> **Your goal**: Retype only what runs from the line that contains "of the man in" through the last line of the listing below, both lines included.
-- START Data listing --
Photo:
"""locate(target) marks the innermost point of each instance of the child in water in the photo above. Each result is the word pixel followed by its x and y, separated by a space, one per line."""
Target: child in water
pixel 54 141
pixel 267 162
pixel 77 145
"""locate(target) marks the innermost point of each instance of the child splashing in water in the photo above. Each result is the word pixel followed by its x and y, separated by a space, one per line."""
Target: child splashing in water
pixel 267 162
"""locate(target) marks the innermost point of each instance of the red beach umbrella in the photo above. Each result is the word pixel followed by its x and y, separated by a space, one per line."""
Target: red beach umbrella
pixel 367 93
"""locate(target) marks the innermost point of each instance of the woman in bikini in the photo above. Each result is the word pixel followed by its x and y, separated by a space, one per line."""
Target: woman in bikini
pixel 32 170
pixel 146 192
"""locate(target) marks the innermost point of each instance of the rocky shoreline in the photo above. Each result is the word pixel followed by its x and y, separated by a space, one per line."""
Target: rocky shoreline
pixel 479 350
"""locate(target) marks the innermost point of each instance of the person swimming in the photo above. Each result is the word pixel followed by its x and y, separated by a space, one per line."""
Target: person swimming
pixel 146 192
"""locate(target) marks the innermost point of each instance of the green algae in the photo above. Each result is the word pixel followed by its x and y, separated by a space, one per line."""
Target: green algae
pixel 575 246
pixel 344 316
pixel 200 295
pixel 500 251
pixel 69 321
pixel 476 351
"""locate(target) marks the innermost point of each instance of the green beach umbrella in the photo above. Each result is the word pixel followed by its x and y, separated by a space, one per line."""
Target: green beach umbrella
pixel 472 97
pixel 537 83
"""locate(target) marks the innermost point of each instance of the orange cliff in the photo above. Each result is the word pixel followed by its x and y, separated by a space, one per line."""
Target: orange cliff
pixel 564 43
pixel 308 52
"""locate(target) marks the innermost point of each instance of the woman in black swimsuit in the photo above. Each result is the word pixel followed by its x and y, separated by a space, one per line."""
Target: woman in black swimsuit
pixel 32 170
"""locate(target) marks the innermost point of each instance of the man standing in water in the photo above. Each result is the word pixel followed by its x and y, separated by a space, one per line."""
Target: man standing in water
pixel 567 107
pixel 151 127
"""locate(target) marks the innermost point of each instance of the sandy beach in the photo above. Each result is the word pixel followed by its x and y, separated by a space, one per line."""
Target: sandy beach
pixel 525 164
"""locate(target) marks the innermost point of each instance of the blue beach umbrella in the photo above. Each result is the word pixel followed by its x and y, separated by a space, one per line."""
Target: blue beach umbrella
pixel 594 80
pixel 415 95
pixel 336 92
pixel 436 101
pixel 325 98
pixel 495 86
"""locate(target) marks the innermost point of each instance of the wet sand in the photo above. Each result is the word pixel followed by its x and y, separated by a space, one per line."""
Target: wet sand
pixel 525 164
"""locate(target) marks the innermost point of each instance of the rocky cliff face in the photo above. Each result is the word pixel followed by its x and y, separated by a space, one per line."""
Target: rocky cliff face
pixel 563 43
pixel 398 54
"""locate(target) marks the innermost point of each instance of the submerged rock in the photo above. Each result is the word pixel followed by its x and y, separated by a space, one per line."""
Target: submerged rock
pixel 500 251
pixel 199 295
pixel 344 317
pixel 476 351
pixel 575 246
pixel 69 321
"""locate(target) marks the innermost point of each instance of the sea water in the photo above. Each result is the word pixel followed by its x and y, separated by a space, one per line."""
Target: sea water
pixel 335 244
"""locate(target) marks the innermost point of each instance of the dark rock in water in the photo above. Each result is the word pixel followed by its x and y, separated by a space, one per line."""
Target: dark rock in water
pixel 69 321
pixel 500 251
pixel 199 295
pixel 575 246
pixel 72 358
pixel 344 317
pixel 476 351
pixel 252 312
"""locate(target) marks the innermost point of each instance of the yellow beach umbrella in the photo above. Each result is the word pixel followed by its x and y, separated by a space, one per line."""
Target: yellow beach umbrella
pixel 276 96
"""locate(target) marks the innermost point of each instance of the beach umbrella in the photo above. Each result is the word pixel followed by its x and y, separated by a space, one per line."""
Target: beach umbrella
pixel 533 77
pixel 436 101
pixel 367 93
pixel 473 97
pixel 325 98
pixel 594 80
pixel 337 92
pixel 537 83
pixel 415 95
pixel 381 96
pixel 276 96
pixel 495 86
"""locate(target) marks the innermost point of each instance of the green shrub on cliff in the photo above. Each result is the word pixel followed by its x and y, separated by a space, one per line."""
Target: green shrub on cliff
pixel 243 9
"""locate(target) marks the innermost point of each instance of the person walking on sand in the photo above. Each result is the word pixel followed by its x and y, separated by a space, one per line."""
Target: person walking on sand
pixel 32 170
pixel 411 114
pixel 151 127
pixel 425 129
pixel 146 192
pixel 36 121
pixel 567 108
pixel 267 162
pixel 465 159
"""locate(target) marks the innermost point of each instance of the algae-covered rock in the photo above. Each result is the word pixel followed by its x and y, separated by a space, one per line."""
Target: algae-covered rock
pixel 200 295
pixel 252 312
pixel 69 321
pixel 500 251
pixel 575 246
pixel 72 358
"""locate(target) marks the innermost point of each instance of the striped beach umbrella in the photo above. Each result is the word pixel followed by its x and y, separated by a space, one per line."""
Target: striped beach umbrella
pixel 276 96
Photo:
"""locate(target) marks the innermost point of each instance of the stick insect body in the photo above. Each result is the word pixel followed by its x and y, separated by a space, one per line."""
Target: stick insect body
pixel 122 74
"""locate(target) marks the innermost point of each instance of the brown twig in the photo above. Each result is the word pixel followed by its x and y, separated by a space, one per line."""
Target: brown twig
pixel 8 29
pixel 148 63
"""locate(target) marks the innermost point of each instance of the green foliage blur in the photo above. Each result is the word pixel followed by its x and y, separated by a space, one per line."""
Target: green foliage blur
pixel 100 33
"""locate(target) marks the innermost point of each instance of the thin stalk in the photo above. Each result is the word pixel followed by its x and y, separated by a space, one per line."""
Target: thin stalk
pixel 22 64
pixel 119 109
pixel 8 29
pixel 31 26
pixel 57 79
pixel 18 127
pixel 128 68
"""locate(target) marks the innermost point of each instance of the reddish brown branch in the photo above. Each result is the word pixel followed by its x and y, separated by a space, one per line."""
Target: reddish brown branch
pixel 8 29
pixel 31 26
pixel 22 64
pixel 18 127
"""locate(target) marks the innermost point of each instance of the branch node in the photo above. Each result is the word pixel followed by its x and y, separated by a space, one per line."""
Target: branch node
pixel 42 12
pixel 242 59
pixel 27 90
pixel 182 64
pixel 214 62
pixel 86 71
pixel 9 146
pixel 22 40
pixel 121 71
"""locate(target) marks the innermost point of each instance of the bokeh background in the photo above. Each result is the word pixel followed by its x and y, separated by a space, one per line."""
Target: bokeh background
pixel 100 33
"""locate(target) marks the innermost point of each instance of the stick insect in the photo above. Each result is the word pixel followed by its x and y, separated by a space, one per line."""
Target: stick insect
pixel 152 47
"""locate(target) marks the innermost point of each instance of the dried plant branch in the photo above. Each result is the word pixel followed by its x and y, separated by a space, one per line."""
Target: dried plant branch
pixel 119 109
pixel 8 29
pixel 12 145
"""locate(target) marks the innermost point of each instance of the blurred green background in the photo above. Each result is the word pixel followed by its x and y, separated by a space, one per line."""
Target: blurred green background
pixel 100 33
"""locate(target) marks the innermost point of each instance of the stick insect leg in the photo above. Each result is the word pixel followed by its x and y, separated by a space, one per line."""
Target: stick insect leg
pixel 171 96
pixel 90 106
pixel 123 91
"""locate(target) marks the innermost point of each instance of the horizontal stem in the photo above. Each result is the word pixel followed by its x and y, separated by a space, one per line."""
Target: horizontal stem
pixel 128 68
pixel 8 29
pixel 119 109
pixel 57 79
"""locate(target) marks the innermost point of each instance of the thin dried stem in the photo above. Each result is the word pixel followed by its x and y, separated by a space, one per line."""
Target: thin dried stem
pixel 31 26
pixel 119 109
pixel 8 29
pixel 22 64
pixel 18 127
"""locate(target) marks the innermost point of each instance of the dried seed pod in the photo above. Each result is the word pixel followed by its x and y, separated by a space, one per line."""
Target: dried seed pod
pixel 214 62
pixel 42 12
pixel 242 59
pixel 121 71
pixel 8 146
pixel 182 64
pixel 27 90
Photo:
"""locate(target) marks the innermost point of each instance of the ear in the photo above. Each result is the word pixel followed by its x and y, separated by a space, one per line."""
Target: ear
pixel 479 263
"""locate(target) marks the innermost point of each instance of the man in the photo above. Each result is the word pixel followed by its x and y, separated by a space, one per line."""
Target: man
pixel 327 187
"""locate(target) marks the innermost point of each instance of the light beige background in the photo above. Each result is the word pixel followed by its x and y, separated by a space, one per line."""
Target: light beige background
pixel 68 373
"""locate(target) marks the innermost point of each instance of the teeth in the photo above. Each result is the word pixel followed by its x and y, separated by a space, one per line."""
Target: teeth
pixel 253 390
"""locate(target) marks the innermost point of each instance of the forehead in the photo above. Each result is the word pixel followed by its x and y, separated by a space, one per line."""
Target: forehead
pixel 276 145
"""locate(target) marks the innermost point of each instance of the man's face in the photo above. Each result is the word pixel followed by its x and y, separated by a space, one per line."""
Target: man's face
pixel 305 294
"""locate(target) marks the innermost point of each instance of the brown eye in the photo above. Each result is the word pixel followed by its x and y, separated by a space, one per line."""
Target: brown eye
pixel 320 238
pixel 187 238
-- END Data listing --
> **Final result**:
"""locate(target) marks the innermost point of each instance of the man in the photo above. Each result is the word pixel followed by its x and y, separated by a space, one per line."""
Target: man
pixel 327 187
"""locate(target) marks the innermost point of each instance of the light beige background in the photo above. Each result is the word pixel followed by its x and y, separated by a space, one per line."""
Target: light beige background
pixel 68 373
"""locate(target) marks the innermost point of each instance of the teeth in the photo above. Each result is the word pixel followed by its x and y, separated by a space, one per line."""
Target: teeth
pixel 253 390
"""locate(target) marks the innermost point of each instance of the forehead in the photo above. Each result is the word pixel followed by its x and y, separated by a space, one per line."""
Target: forehead
pixel 276 145
"""locate(target) marks the innermost point of each instance of the man's face in the photo above. Each result is the word pixel followed by its x and y, separated by a space, one per line."""
Target: man's face
pixel 305 294
"""locate(target) marks the innermost point of each instance of the brown eye in the photo above. Each result is the word pixel followed by its x and y, separated by a space, one per line."""
Target: brown eye
pixel 320 238
pixel 187 238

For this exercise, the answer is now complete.